TASK DIRECTIONS:
Work out how many lines of the data hold the string "query", and reply with that number alone.

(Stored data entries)

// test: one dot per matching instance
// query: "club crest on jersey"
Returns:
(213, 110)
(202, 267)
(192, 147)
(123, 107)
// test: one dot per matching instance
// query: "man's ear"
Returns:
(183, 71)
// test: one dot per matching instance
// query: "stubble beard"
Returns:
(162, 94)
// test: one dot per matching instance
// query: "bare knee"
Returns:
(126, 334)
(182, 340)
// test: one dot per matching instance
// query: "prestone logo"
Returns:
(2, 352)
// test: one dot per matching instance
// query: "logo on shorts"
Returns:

SOLUTION FOR THIS EXERCISE:
6